**Written problem A**
Please pull out the stretch of the Tour de Georgia thread from "It's also a" through "again this year!", word for word.
**Written problem B**
Name every username that heads a post in the Tour de Georgia thread.

**Selected text**
# Who is coming to see the Tour De Georgia this year?



## HerbertK (Sep 23, 2004)

Several Tour de Georgia stages will be very close to Chattanooga and we'll try to have a lot of information both on the Litespeed site and on the Litespeed blog. 

TdG 2007 schedule

Stage 1: Monday, April 16 – Peachtree City, Ga. to Macon, Ga.
Stage 2: Tuesday, April 17 – Thomaston, Ga. to Rome, Ga.
Stage 3: Wednesday, April 18 – Rome, Ga. to Chattanooga, Tenn.
Stage 4: Thursday, April 19 – Chickamauga/Walker Co., Ga. to Lookout Mountain, Ga. (Time Trial)
Stage 5: Friday, April 20 – Dalton, Ga. to Brasstown Bald Mountain/Towns Co., Ga.
Stage 6: Saturday, April 21 – Lake Lanier Islands/ Hall Co., Ga. to Stone Mountain Park/Dekalb Co., Ga.
Stage 7: Sunday, April 22 – Atlanta, Ga. (circuit race)

Cheers,

Herbert

Litespeed
www.litespeed.com
The Litespeed blog


----------



## Juanmoretime (Nov 24, 2001)

If you are planning to attend this year this could be a great time to see some excellent racing and meet and ride with a few hardcore cyclist. Bring your bike to to some riding. We put together this little gathering last year and are doing it again this year. Here is a link to it:

http://weightweenies.starbike.com/phpBB2/viewtopic.php?t=26087

It's also a great opporunity to get to tour the Litespeed factory. I went and toured the factory last year and found it so interesting and informative that I will tour it again this year!


----------



## HOOKEM (Apr 4, 2004)

*We're there*

We'll be camping at the base of Brasstown Bald on Thursday night, and staying in Downtown Atlanta the next two nights for the stages ending at Stone Mountain and Centennial Parks. It's our annual Father-Son trip we've been doing for three years.....Here's a shot of us with Lance Armstrong on our first climb up the Bald....we are the two guys in yellow in the inset photo.


----------



## bill105 (Mar 19, 2003)

Will there be another Litespeed party or a place to gather to watch the finish in Chattanooga?

**Photo-based point labeling records**
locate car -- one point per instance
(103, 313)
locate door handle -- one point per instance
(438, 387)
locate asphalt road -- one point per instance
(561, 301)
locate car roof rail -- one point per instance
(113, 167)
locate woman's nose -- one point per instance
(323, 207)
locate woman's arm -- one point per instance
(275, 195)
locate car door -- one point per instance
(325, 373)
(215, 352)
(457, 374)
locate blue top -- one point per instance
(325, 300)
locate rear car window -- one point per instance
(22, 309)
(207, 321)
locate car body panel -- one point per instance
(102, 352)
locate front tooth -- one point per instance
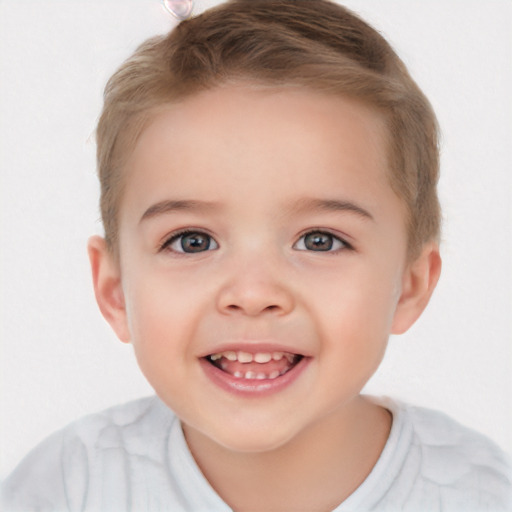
(230, 355)
(244, 357)
(261, 357)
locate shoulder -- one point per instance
(463, 467)
(58, 472)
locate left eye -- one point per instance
(191, 242)
(319, 241)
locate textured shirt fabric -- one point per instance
(134, 457)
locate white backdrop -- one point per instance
(59, 358)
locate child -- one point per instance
(268, 175)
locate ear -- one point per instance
(418, 283)
(106, 277)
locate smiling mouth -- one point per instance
(259, 366)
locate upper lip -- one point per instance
(254, 348)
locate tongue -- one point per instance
(282, 366)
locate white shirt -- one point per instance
(134, 457)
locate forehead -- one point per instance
(241, 141)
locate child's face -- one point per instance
(261, 222)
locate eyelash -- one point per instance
(176, 236)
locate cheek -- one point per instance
(161, 316)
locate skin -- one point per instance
(263, 160)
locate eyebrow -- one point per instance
(170, 206)
(330, 205)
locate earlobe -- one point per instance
(419, 281)
(106, 276)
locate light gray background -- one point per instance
(59, 358)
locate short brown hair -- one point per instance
(316, 44)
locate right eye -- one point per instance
(190, 242)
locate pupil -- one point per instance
(318, 242)
(195, 243)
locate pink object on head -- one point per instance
(181, 9)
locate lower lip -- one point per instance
(253, 387)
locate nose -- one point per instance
(254, 289)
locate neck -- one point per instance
(315, 471)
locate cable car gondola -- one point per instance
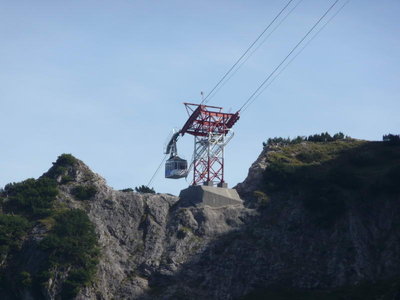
(176, 167)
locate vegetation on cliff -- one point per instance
(69, 243)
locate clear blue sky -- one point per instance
(105, 80)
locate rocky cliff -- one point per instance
(307, 230)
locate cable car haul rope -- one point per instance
(212, 128)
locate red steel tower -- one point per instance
(211, 129)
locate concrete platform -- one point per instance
(200, 195)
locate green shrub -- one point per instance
(63, 162)
(72, 243)
(25, 279)
(82, 192)
(31, 197)
(262, 198)
(12, 231)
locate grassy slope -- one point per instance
(329, 177)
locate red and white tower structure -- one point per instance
(212, 130)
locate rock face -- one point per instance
(152, 247)
(144, 237)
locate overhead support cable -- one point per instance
(299, 52)
(251, 99)
(252, 52)
(204, 101)
(157, 170)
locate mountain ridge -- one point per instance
(282, 242)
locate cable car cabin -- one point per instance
(176, 168)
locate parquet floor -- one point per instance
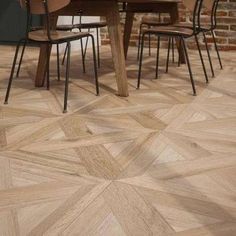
(160, 162)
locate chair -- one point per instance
(49, 37)
(211, 6)
(182, 33)
(153, 22)
(87, 26)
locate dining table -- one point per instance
(119, 43)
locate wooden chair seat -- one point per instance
(153, 21)
(92, 25)
(170, 30)
(41, 35)
(190, 26)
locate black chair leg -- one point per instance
(67, 77)
(149, 43)
(173, 50)
(21, 58)
(208, 54)
(98, 49)
(64, 56)
(95, 65)
(58, 63)
(217, 50)
(168, 55)
(48, 66)
(140, 61)
(158, 54)
(189, 66)
(202, 61)
(12, 72)
(139, 40)
(82, 54)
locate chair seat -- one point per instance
(91, 25)
(153, 21)
(190, 26)
(41, 35)
(170, 30)
(82, 26)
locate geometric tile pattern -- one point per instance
(159, 162)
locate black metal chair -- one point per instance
(148, 21)
(208, 27)
(182, 33)
(211, 6)
(49, 37)
(84, 26)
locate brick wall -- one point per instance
(225, 32)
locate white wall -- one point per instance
(67, 20)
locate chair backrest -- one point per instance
(190, 4)
(37, 6)
(211, 6)
(208, 4)
(194, 6)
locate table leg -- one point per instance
(41, 69)
(117, 48)
(127, 31)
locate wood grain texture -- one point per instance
(160, 162)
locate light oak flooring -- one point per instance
(160, 162)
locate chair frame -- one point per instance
(49, 43)
(196, 31)
(149, 25)
(204, 30)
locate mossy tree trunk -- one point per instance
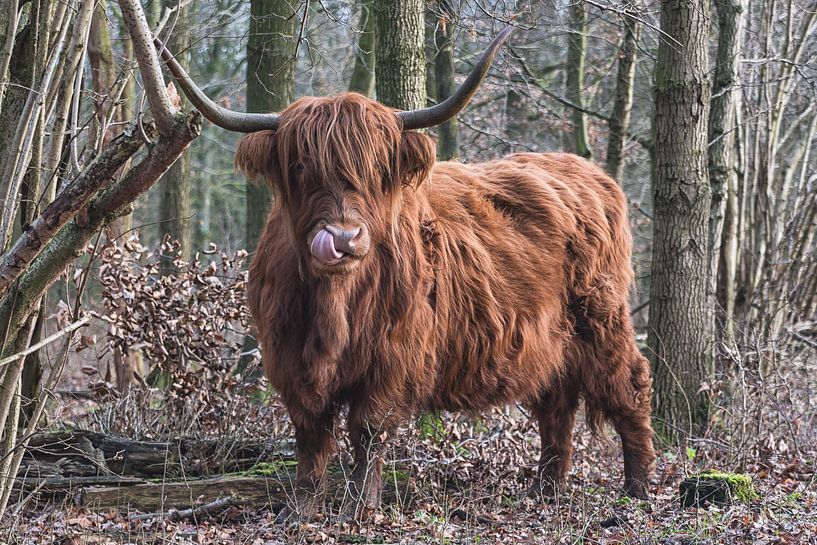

**Solution A**
It's also a great opporunity to get to tour the Litespeed factory. I went and toured the factory last year and found it so interesting and informative that I will tour it again this year!

**Solution B**
HerbertK, Juanmoretime, HOOKEM, bill105